SOLICITUD 1:
Según el relato sobre el viaje de Alexánder a Tarma, ¿cuántos años tenía su abuela paterna?
SOLICITUD 2:
Imprime sin cambios el fragmento del relato sobre el viaje a Tarma que empieza con "El viaje que" y sigue hasta "habla con ella.".
SOLICITUD 3:
Prosigue el relato sobre el viaje de Alexánder a Tarma desde el punto en que termina.

EXTRACTO DE PÁGINA:

○ ○ ○ ○ ○

El viaje que hizo a Tarma, un pequeño pueblo rural cerca de Caracas, donde vivía su abuela paterna, de 79 años, tenía dos objetivos: verla después de tres años y despedirse antes del nuevo viaje. La anciana lloró. Otra vez. La anterior fue en julio de 2019, cuando Alexánder se vino a Chile. Él tiene una singular analogía para explicarlo: “Es como si yo me fuera muerto”, dijo. “¿Te acuerdas del día de mi velorio?”, bromea cada vez que habla con ella.

En Tarma estuvo tres días sin señal de teléfono y cuando regresó al terminal su celular comenzó a repicar. Eran cientos de mensajes. El primero era una nota de voz de Fernando: “¿Viste las noticias?”, le preguntó. Alexánder no tenía idea de qué se trataba. “Ya no te vas a poder ir, no hay oportunidad, porque cerraron la frontera de Estados Unidos”, continuó. Alexánder gugleó. Era cierto. El 12 de octubre, mientras él estaba en la casa de su abuela, el Departamento de Seguridad Nacional de Estados Unidos había anunciado un nuevo plan migratorio para 24 mil venezolanos. Para postular, las personas debían someterse a una investigación, tener un apoyo financiero en Estados Unidos y cumplir con los criterios de elegibilidad, entre ellos tener pasaporte al día. Las autoridades advirtieron que cualquier persona que fuese sorprendida ingresando de manera irregular, sería deportada de inmediato a México. “Ya no hay nada que hacer por allá”, le respondió Alexánder a Fernando.

○ ○ ○ ○ ○

ÍTEMS LISTADOS:

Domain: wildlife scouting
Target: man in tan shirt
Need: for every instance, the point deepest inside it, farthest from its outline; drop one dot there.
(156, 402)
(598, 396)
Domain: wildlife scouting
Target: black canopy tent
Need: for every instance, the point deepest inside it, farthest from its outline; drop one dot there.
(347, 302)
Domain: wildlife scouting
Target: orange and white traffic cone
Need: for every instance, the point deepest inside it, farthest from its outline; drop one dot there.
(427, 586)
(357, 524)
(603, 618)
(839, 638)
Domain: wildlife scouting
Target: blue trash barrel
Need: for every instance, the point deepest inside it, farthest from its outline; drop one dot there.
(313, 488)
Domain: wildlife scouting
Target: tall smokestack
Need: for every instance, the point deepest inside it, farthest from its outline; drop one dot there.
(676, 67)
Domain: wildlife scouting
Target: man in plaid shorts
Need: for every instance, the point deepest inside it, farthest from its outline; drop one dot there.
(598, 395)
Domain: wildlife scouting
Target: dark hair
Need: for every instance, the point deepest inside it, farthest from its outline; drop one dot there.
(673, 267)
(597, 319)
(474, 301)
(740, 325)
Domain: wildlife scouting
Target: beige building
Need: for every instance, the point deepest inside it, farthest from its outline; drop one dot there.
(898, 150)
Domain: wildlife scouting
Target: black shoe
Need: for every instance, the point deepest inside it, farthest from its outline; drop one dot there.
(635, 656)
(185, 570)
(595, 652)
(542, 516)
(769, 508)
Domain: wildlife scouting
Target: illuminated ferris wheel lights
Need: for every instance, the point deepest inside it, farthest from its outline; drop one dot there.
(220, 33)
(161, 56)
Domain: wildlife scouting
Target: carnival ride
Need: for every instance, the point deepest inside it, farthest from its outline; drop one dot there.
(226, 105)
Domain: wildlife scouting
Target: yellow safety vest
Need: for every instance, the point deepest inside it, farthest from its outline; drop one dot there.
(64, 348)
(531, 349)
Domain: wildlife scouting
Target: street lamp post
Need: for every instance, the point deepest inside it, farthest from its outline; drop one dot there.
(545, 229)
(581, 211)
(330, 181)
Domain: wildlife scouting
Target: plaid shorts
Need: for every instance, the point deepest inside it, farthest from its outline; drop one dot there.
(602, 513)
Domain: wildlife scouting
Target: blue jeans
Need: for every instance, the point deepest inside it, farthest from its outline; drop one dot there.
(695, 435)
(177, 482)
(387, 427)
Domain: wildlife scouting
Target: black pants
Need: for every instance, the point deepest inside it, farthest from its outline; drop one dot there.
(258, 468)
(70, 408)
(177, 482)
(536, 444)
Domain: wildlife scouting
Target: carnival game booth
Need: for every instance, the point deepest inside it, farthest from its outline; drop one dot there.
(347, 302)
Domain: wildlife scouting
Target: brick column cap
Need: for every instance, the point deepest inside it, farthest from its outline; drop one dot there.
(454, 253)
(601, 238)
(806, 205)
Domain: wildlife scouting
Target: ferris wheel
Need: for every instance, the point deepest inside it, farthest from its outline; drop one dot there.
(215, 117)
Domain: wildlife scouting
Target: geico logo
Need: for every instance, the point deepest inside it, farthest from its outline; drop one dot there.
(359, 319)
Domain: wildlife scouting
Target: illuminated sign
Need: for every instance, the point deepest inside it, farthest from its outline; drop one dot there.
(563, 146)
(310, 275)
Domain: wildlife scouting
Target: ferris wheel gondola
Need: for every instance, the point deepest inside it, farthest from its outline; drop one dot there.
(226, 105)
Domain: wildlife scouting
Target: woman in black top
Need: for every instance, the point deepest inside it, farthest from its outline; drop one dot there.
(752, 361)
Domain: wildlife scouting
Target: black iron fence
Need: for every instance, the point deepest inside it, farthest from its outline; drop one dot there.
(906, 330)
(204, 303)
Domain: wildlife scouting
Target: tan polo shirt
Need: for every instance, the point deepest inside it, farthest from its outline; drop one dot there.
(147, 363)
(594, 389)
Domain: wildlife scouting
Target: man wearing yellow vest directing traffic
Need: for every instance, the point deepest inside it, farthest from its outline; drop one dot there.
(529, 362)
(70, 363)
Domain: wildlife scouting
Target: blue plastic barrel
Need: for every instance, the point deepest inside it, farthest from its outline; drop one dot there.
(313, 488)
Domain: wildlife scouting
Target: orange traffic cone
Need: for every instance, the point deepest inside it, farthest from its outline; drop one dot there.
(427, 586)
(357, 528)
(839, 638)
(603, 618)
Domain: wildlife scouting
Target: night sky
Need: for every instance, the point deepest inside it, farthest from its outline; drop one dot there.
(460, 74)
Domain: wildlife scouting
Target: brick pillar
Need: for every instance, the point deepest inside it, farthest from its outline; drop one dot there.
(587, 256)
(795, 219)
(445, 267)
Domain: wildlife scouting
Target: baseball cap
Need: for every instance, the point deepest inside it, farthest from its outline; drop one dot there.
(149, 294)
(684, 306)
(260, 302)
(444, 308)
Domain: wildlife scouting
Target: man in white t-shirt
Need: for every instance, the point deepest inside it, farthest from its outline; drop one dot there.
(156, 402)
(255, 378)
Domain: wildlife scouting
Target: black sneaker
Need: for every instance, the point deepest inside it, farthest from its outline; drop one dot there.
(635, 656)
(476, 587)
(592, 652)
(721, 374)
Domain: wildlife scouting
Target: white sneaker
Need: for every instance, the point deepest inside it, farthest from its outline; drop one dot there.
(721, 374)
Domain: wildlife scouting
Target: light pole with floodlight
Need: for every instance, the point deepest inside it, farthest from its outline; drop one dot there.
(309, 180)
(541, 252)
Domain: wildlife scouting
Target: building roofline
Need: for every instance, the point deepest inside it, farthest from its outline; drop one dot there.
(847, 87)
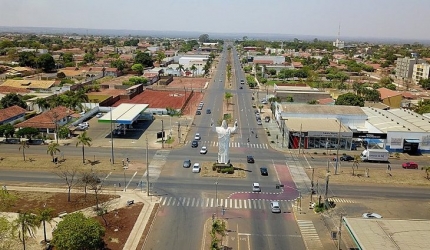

○ ○ ○ ○ ○

RESPUESTA CORRECTA 1:
79 años.

RESPUESTA CORRECTA 2:
El viaje que hizo a Tarma, un pequeño pueblo rural cerca de Caracas, donde vivía su abuela paterna, de 79 años, tenía dos objetivos: verla después de tres años y despedirse antes del nuevo viaje. La anciana lloró. Otra vez. La anterior fue en julio de 2019, cuando Alexánder se vino a Chile. Él tiene una singular analogía para explicarlo: “Es como si yo me fuera muerto”, dijo. “¿Te acuerdas del día de mi velorio?”, bromea cada vez que habla con ella.

RESPUESTA CORRECTA 3:
Los planes del migrante cambian a una velocidad impetuosa. Un día piensas ir a Estados Unidos y al día siguiente no te queda otra opción que regresar a Chile o mantenerte en Venezuela. “Es muy difícil planificar, estamos siempre inestables, casi siempre pasa algo. Siento que no puedo ir a otro lado que no sea Santiago”, me dijo ese día, la misma semana en que el presidente Gabriel Boric lanzó una amenazante frase a los indocumentados: “O se regularizan o se van”.

A la semana siguiente, Alexánder fue a la cita para la obtención de su pasaporte. Le tomaron una foto e imprimieron sus huellas digitales. Si tiene suerte, en dos meses tendrá su documento. Sin embargo, no se quedó a esperarlo. El 1 de noviembre tomó un bolso, metió dos mudas de ropa, se despidió de su mamá y con 100 dólares en el bolsillo se montó en un bus hacia Cúcuta. Se vino con la incerteza de no saber cómo iba a atravesar las fronteras hasta Chile, ni dónde iba a dormir, mientras esperaba que Fernando le enviara dinero. “Cuando esté allá vamos a trabajar duro para pagar todo lo que debemos y empezar a hacer nuevos planes”, le prometió.

Con la experiencia de haber hecho la ruta dos veces, cruzó de un país a otro sin asesores, siguiendo la huella de los pasos no habilitados por los que ya había caminado de ida y de vuelta. La “trocha”, como le llama él. Fueron 12 días de viaje hasta el terminal de Estación Central, el mismo desde donde dos meses antes había salido rumbo a Estados Unidos. En el camino se duchó solo una vez y desde Bolivia a Santiago no comió nada. A los 28 años, Alexánder ha recorrido Latinoamérica tres veces. Apenas llegó, se montó en la moto de Fernando y salió a repartir comida.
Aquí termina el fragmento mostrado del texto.